=== EXERCISE DIRECTIONS ===
Exactly those lines that run from the one containing "Exercise. Point to every instance of the long" through the last line of the entries below should be printed, and no others.

═════ EXTRACTED INFORMATION

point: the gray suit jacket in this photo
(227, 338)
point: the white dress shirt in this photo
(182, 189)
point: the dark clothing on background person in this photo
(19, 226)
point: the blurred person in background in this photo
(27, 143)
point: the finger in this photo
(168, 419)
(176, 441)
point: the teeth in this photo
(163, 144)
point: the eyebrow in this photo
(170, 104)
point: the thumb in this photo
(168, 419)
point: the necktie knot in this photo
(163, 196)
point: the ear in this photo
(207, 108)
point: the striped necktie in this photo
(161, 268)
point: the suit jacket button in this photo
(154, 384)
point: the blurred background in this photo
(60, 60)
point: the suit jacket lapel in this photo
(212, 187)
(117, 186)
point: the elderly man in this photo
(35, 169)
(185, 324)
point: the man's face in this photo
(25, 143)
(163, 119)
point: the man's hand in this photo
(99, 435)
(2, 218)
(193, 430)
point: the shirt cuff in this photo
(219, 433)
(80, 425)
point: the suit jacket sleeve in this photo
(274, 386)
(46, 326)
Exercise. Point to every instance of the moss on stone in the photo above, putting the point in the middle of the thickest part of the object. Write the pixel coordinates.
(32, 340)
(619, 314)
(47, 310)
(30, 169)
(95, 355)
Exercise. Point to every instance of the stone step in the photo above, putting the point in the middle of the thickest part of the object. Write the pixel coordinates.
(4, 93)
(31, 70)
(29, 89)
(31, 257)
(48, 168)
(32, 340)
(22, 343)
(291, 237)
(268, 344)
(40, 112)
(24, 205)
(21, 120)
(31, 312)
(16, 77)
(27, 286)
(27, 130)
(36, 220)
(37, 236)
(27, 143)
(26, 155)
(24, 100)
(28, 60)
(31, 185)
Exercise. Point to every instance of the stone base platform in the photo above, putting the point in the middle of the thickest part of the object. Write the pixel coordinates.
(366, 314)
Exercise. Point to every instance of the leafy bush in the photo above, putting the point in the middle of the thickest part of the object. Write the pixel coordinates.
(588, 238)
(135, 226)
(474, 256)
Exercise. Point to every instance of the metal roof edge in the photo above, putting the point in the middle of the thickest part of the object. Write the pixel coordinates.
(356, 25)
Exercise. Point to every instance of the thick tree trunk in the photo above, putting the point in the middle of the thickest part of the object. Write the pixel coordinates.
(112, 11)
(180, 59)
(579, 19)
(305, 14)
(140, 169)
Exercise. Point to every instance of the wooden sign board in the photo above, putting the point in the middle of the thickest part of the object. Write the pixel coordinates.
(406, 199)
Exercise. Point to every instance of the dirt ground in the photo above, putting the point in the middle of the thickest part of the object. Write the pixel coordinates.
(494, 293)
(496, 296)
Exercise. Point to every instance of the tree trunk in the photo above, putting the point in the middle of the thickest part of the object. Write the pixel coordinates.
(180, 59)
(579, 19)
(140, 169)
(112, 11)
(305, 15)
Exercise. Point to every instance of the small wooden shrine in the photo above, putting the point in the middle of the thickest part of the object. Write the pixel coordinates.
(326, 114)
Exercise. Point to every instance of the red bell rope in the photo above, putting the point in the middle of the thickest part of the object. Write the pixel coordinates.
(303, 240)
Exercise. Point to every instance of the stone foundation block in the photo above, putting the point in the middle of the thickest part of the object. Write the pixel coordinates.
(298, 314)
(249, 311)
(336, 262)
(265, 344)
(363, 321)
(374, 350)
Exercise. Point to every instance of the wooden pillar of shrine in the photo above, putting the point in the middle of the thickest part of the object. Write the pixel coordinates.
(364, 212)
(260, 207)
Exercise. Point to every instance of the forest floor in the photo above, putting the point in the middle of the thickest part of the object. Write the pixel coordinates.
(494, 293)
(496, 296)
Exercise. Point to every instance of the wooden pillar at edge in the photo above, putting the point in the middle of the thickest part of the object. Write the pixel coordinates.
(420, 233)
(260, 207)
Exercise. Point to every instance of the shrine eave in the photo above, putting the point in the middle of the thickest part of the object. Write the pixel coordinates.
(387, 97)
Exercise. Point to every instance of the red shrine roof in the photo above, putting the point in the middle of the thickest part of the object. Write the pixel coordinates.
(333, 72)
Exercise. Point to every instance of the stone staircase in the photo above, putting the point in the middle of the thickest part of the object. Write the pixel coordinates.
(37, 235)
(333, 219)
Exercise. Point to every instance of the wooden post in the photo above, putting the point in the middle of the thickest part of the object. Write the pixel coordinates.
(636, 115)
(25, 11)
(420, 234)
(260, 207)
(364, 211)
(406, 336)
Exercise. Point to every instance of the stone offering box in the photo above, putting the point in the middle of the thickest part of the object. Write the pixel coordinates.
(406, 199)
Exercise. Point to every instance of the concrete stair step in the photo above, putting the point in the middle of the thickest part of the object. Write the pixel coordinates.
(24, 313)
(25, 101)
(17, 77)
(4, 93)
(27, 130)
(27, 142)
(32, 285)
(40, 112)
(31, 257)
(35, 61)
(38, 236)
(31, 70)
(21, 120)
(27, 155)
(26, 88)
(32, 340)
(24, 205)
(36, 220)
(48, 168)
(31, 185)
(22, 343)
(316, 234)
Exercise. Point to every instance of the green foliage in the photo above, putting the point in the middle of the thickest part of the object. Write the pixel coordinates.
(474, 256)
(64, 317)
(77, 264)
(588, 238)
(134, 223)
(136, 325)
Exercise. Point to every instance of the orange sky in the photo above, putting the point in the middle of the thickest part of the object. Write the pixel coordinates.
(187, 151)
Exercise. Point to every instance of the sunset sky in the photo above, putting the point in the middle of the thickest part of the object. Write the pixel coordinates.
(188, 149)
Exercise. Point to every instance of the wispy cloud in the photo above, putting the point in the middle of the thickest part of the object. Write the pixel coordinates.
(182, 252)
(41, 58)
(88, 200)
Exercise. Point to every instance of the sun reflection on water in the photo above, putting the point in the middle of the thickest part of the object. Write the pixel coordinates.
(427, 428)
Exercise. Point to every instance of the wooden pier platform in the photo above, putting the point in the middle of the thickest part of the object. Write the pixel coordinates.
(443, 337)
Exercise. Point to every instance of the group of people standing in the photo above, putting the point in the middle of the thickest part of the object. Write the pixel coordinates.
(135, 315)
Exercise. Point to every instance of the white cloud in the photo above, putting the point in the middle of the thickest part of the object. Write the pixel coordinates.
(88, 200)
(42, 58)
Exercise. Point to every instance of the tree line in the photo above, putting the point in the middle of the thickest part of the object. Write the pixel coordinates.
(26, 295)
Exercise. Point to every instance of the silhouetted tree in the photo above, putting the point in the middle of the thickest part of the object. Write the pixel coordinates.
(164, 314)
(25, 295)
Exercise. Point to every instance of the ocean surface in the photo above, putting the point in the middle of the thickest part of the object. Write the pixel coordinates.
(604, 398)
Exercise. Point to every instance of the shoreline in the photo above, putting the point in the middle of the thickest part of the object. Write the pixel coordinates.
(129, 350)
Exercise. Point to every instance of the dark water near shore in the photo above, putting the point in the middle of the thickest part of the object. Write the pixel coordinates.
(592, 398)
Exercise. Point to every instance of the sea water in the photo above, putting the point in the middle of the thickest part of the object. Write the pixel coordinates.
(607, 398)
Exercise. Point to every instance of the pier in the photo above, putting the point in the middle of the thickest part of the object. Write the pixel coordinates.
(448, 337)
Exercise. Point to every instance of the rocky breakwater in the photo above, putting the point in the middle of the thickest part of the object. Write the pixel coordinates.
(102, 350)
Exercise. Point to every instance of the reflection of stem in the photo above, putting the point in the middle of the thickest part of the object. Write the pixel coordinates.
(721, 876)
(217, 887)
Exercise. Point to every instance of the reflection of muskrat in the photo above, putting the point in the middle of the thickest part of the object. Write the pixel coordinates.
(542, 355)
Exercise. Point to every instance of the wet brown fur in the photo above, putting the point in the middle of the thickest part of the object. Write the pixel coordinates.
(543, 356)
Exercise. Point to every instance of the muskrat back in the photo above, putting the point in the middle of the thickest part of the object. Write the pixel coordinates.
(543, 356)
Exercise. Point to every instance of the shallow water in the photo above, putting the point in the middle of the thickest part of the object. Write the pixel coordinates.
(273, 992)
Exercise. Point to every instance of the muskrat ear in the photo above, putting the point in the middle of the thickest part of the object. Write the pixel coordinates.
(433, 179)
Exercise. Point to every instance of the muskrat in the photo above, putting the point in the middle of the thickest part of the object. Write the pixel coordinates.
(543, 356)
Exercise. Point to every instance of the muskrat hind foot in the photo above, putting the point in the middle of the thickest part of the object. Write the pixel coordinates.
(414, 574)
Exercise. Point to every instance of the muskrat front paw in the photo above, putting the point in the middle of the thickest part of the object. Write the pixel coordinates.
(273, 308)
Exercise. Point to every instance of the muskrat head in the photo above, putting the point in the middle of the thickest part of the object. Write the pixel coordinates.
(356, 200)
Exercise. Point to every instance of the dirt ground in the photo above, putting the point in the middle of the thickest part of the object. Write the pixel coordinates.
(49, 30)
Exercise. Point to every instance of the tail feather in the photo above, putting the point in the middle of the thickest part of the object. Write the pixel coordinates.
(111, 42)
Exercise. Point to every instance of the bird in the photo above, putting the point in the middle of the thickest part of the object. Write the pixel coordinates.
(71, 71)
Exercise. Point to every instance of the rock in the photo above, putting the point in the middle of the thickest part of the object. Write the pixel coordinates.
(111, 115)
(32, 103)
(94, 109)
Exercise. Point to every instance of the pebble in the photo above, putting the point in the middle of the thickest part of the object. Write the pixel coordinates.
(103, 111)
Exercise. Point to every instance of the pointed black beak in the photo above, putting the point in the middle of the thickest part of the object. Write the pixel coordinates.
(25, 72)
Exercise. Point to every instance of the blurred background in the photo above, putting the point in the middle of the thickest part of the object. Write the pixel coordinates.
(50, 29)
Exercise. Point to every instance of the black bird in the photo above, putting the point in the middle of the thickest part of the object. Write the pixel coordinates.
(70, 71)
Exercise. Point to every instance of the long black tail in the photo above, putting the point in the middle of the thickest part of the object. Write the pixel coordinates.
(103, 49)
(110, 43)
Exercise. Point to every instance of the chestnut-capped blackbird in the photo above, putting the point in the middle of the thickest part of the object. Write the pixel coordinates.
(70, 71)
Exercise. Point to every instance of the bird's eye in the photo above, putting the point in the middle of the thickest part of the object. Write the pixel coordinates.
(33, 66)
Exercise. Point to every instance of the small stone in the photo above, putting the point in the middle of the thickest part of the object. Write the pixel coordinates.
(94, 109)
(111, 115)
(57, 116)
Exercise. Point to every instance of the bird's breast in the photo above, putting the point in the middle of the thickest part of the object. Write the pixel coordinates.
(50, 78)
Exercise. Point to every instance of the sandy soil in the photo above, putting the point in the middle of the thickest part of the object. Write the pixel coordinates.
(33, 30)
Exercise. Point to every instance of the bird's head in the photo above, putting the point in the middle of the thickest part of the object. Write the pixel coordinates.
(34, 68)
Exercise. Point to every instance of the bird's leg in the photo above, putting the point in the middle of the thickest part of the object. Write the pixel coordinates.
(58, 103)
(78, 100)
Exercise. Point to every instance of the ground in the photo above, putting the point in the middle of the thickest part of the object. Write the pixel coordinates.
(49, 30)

══════════

=== RESPONSE TO THE EXERCISE ===
Exercise. Point to every instance of the long black tail in the photo above, putting the point in the middle of the thickest part of the object. Write the pixel coordinates.
(103, 49)
(110, 43)
Exercise. Point to every instance of the chestnut-capped blackbird in the photo above, putting the point in the middle of the thickest part of the object. Write the pixel coordinates.
(70, 71)
Exercise. Point to every instance of the bird's eye in the photo above, putting the point in the middle of the thickest part of the object. Write the pixel coordinates.
(33, 66)
Exercise. Point to every instance of the small stone in the photo above, putting the point in the middle of the thickest part of the object. Write the pixel coordinates.
(94, 109)
(111, 115)
(57, 116)
Exercise. Point to every instance of the bird's breast in the photo above, putting the point in the middle of the thickest part of the object. Write the pixel coordinates.
(50, 78)
Exercise. Point to every instance of the sandy soil in the photo above, putting the point in the middle of the thickest part of the object. Write the pixel coordinates.
(33, 30)
Exercise. Point to every instance of the bird's head in the photo above, putting the point in the middle of the thickest part of the object. Write the pixel coordinates.
(34, 68)
Exercise. Point to every instance of the bird's leg in the photo above, putting the point in the middle of the thickest part of the object. Write the pixel coordinates.
(58, 103)
(78, 100)
Exercise. Point to every instance of the ground in the photo above, putting the point in the middle of the thickest part of the object. Write the pixel coordinates.
(49, 30)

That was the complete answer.